GIVEN INSTRUCTION :: Count how many lines in the rows below contain the word "plank", treating uppercase and lowercase as distinct, and reply with only that number.

THE DATA ::
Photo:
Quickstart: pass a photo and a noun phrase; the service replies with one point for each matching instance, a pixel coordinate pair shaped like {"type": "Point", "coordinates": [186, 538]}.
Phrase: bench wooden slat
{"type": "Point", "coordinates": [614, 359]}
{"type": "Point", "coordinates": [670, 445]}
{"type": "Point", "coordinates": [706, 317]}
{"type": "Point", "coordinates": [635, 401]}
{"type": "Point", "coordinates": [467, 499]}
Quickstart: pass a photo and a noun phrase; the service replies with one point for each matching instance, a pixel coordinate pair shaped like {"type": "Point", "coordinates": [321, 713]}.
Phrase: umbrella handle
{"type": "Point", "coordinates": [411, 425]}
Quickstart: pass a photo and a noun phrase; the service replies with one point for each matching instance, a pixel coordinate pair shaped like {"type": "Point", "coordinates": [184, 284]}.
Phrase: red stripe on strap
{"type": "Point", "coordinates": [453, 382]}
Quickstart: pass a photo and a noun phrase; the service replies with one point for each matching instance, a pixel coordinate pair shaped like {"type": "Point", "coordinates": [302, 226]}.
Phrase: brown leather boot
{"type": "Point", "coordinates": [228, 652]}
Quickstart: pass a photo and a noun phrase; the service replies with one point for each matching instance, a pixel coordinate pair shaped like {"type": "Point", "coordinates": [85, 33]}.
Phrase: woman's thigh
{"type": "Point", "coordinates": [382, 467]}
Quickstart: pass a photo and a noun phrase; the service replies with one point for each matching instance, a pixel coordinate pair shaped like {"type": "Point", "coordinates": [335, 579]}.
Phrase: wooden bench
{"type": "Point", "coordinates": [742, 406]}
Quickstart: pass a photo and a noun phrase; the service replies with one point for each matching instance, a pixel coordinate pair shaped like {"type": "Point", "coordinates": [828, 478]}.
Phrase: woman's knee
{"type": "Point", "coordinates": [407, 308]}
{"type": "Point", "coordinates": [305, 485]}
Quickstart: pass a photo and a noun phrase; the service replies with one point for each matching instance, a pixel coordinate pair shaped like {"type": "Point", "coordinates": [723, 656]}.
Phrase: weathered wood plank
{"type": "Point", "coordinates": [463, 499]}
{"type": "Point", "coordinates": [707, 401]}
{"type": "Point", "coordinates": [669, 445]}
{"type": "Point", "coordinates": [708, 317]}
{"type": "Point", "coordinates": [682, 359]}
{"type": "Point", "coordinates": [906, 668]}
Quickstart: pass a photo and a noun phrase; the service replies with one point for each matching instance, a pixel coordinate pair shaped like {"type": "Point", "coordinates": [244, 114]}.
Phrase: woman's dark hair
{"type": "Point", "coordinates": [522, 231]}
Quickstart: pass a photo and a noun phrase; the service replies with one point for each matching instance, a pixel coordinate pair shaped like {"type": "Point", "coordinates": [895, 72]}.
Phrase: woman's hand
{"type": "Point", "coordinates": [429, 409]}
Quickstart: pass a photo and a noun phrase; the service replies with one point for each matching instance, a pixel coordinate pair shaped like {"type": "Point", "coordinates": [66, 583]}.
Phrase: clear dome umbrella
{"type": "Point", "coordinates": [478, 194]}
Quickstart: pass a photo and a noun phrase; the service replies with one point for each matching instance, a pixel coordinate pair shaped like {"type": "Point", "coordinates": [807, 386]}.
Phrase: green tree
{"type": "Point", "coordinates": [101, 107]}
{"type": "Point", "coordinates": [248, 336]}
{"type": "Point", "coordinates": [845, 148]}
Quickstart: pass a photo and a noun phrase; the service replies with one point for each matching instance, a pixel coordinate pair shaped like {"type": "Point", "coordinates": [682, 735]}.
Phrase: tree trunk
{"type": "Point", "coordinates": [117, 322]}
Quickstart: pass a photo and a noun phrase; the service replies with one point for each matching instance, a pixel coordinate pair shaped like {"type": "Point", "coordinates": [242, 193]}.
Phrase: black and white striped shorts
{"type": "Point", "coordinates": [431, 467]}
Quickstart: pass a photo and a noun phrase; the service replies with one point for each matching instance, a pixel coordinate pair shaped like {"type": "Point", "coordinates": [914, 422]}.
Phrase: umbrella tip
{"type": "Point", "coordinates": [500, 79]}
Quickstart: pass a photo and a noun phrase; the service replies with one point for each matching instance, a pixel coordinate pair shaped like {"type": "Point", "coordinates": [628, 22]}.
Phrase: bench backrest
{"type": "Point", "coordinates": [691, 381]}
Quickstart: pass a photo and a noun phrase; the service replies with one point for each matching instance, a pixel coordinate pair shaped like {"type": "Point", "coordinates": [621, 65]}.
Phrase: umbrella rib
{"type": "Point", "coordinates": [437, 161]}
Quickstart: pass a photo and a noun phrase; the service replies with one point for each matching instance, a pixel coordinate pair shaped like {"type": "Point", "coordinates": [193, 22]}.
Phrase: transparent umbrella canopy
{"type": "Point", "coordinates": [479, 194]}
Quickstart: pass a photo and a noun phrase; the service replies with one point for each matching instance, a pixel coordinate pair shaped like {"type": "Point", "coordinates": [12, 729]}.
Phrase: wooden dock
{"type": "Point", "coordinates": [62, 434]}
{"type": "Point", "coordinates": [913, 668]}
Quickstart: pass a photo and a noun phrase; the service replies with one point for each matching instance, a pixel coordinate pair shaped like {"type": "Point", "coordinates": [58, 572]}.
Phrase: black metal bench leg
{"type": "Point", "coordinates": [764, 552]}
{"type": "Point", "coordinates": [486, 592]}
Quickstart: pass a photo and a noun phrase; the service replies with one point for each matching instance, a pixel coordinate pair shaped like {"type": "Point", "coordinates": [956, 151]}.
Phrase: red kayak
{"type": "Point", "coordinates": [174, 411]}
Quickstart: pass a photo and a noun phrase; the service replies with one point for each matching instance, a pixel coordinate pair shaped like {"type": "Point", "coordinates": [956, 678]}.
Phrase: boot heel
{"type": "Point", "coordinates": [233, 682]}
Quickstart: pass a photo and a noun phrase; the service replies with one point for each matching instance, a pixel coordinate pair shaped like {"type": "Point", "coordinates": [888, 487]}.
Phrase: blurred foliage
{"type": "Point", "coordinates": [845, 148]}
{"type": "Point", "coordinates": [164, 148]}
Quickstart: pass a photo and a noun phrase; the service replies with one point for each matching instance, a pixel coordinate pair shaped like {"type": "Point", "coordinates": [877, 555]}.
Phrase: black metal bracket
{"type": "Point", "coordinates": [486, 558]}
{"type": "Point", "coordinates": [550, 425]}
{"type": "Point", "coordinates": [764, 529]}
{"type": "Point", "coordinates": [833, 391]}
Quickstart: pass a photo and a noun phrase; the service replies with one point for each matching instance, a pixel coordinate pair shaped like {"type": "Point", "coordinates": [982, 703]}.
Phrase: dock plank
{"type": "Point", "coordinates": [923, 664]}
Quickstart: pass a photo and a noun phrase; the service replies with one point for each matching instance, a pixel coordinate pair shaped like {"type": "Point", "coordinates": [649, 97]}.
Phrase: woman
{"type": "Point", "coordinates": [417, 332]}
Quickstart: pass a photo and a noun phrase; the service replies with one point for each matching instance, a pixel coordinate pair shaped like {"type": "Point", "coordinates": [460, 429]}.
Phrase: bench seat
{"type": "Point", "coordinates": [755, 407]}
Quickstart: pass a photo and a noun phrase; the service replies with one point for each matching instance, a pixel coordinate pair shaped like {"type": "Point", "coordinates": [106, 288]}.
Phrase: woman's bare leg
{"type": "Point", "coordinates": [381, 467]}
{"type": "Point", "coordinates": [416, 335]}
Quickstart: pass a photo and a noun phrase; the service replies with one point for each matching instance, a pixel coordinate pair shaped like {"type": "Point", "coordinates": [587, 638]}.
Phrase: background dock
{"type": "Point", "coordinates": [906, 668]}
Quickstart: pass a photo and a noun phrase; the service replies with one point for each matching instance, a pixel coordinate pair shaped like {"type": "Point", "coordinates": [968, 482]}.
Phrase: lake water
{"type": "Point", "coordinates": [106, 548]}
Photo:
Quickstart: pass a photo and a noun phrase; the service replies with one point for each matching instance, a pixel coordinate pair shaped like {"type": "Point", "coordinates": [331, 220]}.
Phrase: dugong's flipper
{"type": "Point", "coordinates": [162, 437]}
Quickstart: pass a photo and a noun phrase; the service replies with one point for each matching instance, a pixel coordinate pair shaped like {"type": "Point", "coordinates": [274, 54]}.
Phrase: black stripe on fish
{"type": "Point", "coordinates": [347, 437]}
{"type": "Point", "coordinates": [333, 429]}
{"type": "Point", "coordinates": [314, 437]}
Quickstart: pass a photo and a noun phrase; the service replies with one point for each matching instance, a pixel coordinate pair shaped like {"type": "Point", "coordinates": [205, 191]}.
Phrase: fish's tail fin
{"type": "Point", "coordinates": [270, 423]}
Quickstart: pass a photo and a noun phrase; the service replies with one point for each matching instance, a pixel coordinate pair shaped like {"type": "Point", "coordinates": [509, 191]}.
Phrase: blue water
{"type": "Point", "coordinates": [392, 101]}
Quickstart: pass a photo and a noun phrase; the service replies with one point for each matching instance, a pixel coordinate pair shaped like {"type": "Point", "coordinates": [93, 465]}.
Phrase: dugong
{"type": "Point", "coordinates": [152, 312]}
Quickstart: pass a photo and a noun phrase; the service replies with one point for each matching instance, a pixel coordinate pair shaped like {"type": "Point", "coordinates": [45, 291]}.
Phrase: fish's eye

COMPLETE OUTPUT :: 2